GOAL:
Could you write the next part of the engaged Buddhism article, picking up after its final paragraph?

= Engaged Buddhism =

Practical application of Buddhist teachings

Engaged Buddhism, also known as socially engaged Buddhism, refers to a Buddhist social movement that emerged in Asia in the 20th century. It is composed of Buddhists who seek to apply Buddhist ethics, insights acquired from meditation practice, and the teachings of the Buddhist dharma to contemporary situations of social, political, environmental, and economic suffering, and injustice.

Modern engaged Buddhism emerged in Vietnam in the 1950s, from the teachings of Thiền Buddhist teacher Thích Nhất Hạnh. It was popularized by the Indian jurist, politician, and social reformer B. R. Ambedkar, who inspired the Dalit Buddhist movement in the 1950s. It has since spread to the Indian subcontinent and the West.

During the 1960s, the terms "engaged Buddhism" and "socially engaged Buddhism" were taken up by loosely-connected networks of Buddhists in Asia and the West to describe their adaptation of Buddhist values and ethical conduct to social and political activism. This included a range of non-violent social and political activities such as peacemaking, promotion of human rights, environmental protection, rural development, combatting ethnic violence, opposition to warfare, and support of women's rights. With globalisation and technological advancement, engaged Buddhist organizations and efforts have spread across the globe; an example is the Buddhist Peace Fellowship.

INFORMATION PROVIDED:
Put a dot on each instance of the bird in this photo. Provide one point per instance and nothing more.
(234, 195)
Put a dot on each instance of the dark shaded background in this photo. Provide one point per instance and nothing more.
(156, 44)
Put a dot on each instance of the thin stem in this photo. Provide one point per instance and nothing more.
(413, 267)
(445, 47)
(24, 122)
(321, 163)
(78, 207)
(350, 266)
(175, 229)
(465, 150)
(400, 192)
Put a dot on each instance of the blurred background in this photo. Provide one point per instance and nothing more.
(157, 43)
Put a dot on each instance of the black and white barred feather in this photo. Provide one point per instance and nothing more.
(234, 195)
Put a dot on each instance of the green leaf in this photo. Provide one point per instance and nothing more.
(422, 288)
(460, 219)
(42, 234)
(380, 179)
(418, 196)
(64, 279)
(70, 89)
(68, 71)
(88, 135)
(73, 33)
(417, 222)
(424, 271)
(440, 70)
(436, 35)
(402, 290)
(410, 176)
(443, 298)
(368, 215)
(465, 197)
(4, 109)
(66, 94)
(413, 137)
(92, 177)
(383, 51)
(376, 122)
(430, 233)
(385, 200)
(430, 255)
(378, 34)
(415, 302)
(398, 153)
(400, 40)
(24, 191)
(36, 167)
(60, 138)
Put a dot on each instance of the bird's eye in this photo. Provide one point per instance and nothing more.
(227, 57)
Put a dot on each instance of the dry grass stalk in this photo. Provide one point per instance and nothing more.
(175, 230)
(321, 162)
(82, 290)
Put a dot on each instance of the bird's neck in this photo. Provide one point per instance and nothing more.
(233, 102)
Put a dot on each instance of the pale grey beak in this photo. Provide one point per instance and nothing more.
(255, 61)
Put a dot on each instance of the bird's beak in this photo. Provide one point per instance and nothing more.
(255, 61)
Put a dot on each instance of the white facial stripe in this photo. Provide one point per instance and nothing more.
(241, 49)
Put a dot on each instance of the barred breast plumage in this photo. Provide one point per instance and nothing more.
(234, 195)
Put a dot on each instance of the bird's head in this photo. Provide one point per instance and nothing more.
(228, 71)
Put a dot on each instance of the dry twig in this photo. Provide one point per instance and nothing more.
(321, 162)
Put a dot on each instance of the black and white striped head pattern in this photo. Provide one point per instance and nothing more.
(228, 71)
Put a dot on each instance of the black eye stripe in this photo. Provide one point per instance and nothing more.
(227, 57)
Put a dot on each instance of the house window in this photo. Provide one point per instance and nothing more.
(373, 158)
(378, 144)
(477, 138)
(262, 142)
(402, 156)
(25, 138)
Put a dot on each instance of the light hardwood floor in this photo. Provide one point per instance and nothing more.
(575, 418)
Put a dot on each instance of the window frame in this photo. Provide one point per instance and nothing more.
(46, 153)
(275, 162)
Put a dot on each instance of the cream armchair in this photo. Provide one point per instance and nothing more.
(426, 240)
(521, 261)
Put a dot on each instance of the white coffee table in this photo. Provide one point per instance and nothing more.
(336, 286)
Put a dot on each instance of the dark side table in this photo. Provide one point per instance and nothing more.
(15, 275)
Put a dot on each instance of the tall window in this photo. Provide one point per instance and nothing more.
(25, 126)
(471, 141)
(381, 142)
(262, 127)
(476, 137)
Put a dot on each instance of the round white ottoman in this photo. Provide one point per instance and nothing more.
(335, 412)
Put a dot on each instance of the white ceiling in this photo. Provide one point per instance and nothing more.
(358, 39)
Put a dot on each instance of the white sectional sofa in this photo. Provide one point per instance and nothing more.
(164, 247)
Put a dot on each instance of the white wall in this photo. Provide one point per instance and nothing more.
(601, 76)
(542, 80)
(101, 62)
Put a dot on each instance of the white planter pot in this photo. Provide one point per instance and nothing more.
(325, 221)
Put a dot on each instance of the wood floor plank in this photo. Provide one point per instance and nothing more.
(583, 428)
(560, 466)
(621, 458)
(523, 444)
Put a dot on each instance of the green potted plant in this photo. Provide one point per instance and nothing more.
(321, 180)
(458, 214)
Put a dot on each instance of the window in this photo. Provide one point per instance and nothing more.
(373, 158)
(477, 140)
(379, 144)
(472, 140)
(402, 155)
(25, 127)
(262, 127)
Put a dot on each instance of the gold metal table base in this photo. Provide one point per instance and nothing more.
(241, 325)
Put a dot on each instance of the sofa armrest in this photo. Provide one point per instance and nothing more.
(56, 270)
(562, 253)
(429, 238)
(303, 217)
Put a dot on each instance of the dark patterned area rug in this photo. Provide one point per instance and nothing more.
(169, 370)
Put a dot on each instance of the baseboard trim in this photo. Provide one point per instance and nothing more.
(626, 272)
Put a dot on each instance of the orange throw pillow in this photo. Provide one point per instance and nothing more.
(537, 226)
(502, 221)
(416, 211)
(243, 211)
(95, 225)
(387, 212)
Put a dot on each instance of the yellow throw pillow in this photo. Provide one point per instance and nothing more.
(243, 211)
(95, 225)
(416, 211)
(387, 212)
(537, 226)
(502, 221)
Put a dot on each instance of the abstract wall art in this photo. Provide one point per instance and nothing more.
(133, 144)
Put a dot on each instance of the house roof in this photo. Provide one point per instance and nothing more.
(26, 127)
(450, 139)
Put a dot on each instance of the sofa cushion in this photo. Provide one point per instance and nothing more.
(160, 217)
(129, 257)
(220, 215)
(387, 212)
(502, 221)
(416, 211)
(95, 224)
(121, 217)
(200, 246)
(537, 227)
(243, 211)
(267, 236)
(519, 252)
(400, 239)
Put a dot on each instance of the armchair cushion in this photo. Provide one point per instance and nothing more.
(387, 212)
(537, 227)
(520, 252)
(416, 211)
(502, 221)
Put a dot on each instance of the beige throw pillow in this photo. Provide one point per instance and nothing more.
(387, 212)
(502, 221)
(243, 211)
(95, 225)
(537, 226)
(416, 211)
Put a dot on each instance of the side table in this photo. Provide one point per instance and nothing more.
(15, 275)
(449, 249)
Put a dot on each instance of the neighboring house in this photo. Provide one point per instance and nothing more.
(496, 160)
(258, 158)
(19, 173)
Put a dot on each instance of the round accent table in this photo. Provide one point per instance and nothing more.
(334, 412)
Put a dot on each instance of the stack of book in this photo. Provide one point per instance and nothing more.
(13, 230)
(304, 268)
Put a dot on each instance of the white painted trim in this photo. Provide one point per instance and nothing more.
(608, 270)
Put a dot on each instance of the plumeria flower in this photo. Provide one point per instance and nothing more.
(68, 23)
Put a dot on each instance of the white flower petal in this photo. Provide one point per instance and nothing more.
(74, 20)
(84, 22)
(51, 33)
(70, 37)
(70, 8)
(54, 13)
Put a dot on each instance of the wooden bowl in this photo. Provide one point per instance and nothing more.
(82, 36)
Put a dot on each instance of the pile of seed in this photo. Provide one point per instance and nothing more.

ANSWER TO THIS EXERCISE:
== Origins ==
Vietnamese Thiền Buddhist teacher Thích Nhất Hạnh coined the term "Engaged Buddhism" in his collection of articles, "A Fresh Look at Buddhism". Engaged Buddhism emerged from a need to respond to world crises, particularly the Vietnam War. The term was new, but Buddhism that engages with social and political issues had already occurred throughout the world.

Nhất Hạnh was inspired by the humanistic Buddhism reform movement in China led by Taixu and Yinshun and later propagated in Taiwan by Cheng Yen and Hsing Yun. At first, Nhất Hạnh described the concept by using Literary Chinese, the liturgical language of Vietnamese Buddhism, calling it 入世佛教 (Worldly Buddhism). During the Vietnam War, he and his sangha (spiritual community) responded to the suffering around them, in part by adopting the nonviolence activism techniques of Mahatma Gandhi in India and of Reverend Martin Luther King Jr. in the United States. This work was seen as part of their meditation and mindfulness practice, not as something apart from it.

As early as 1946, Walpola Rahula identified an explicit social ethos present in the earliest recorded Buddhist teachings. He noted that the Buddha encouraged early monks to travel in order to benefit the largest number of people, and that his discourses to lay people often included practical instructions on social and economic matters, rather than being purely concerned with philosophical or soteriological concerns.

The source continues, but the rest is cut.